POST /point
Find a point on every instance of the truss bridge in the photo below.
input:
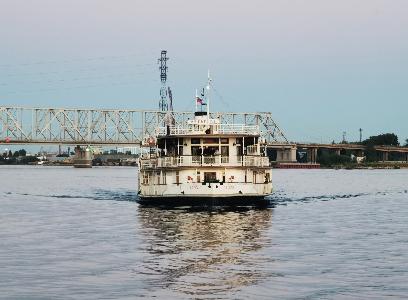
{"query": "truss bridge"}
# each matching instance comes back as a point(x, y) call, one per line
point(24, 125)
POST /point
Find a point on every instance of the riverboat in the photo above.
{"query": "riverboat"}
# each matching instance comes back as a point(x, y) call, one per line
point(205, 162)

###

▶ _PROBLEM DESCRIPTION_
Nothing should appear in the answer except the lines from the one with "Find a point on every instance of the riverboat" through the final line of the records, written exactly.

▶ _ANSWER BELOW_
Find a point on every instance of the riverboat in the photo above.
{"query": "riverboat"}
# each matching instance comes back as a point(x, y) call, one per line
point(205, 162)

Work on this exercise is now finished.